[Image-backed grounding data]
*** Begin section ***

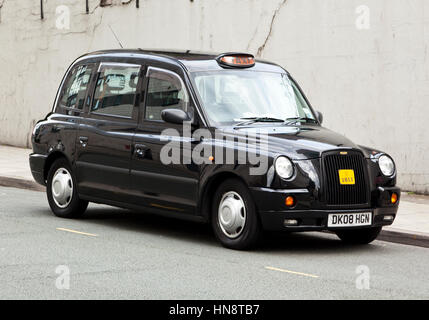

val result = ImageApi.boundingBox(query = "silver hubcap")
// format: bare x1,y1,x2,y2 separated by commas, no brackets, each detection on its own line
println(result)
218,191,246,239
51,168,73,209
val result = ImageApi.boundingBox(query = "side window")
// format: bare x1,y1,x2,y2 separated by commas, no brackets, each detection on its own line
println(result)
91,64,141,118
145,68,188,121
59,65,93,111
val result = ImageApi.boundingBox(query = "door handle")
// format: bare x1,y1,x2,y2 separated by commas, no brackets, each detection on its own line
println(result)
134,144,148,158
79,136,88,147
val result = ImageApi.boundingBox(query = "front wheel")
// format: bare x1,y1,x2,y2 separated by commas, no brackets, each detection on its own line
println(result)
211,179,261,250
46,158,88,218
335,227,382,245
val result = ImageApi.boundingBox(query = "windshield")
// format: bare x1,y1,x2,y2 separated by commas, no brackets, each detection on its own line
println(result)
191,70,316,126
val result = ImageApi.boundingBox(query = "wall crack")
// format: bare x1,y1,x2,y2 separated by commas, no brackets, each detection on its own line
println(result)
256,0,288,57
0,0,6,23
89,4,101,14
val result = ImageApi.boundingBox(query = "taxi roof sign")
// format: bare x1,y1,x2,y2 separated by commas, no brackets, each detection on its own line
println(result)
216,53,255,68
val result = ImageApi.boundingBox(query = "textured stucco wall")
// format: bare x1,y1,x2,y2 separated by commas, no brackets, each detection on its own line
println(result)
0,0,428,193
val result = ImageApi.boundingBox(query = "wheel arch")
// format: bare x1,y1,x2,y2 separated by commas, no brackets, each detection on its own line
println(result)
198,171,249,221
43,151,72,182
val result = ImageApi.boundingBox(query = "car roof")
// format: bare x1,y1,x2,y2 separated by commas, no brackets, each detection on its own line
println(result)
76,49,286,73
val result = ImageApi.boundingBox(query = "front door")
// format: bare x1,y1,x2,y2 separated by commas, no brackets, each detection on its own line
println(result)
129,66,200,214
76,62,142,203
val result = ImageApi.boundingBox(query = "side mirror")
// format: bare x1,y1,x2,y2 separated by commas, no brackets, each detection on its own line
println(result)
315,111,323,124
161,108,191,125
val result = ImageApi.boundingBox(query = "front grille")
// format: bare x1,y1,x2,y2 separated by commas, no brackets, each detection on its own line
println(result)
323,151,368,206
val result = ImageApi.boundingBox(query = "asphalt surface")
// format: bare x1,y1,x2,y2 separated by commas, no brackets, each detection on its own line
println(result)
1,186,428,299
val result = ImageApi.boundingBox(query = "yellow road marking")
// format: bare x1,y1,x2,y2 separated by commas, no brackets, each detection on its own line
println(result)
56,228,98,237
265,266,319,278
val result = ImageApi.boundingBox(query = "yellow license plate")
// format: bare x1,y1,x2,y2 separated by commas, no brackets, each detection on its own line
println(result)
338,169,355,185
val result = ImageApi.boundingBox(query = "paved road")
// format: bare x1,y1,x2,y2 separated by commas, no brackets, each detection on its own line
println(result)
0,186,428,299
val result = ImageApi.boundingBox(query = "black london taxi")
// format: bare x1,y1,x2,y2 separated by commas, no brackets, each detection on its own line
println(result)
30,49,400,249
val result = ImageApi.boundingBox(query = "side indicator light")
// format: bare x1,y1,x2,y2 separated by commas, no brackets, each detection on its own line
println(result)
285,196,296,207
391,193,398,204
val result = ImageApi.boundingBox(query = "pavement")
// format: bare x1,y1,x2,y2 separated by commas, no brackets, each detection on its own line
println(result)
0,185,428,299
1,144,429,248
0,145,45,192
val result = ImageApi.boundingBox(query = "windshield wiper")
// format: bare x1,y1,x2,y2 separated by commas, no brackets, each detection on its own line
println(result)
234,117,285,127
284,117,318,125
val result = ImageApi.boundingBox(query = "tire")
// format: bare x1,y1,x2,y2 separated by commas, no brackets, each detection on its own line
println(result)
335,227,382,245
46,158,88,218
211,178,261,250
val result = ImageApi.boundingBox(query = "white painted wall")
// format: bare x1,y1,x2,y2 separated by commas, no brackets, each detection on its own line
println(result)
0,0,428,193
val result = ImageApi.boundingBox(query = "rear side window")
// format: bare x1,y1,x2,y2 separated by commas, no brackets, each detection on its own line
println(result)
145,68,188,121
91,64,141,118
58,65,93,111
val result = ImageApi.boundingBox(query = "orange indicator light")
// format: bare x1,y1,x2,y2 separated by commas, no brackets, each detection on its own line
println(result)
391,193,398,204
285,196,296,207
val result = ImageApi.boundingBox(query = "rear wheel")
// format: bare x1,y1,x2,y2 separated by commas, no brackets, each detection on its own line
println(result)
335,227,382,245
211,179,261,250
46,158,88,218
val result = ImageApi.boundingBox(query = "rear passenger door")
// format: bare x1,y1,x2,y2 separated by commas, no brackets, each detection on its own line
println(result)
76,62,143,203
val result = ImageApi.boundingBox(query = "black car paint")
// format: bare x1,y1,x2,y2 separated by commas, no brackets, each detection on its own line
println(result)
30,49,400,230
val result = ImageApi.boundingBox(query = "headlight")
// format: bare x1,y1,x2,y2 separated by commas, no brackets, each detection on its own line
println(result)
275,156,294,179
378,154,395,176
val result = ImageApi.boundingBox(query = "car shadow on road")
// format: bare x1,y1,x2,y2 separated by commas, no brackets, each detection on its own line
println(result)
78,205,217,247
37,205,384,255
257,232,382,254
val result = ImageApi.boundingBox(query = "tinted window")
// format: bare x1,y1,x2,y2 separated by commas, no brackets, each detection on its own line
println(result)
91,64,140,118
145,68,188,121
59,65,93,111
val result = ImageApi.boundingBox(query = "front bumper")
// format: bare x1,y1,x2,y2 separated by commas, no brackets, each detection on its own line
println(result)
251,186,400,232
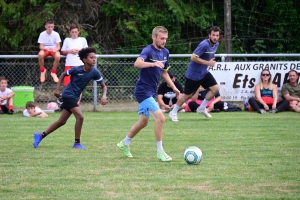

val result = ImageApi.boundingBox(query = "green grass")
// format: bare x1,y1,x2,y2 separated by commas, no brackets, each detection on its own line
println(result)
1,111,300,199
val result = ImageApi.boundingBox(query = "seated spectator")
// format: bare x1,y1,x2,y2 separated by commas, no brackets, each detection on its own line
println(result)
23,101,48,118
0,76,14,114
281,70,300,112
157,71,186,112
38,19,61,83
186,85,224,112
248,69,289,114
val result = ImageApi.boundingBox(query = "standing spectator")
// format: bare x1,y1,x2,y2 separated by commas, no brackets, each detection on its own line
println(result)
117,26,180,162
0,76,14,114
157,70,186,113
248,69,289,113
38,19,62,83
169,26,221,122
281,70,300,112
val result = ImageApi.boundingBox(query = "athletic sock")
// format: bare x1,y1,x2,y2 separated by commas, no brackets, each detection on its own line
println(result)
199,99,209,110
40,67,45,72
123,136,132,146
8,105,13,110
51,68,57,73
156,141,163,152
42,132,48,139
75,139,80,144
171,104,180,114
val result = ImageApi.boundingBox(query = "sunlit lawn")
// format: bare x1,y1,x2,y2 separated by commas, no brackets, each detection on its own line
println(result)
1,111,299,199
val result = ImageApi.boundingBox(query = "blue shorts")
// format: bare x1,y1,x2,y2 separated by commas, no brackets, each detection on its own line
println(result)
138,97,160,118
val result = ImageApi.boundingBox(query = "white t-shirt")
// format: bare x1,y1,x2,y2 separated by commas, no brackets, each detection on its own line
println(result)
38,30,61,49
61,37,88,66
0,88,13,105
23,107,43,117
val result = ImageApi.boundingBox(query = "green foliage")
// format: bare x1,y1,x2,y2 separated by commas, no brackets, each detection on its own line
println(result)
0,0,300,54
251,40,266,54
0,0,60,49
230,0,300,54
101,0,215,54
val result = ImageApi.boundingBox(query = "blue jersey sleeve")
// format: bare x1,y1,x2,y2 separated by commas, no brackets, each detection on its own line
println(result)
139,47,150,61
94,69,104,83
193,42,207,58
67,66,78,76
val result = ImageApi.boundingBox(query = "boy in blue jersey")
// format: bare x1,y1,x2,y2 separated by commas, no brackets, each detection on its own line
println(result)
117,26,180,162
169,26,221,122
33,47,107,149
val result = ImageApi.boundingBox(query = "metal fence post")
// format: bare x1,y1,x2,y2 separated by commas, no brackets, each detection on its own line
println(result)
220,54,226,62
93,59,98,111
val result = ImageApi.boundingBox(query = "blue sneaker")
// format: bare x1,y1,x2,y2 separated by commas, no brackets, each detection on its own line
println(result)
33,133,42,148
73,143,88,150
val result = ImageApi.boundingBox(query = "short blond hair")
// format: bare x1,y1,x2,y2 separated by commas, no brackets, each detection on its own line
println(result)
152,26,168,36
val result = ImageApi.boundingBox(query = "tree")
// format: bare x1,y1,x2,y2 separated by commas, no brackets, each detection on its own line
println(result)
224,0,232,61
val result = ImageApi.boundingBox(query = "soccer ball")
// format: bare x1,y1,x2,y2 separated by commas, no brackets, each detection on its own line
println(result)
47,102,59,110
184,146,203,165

*** End section ***

**Exercise details**
If a line in the entries contains "blue", copy it.

**Written response**
val result = ImageApi.boundingBox(query = "blue shorts")
val result = ImageApi.boundingBox(query = "blue jersey sleeve")
val result = ImageApi.boundingBox(query = "boy in blue jersey")
val result = ImageApi.boundingBox(query = "blue sneaker")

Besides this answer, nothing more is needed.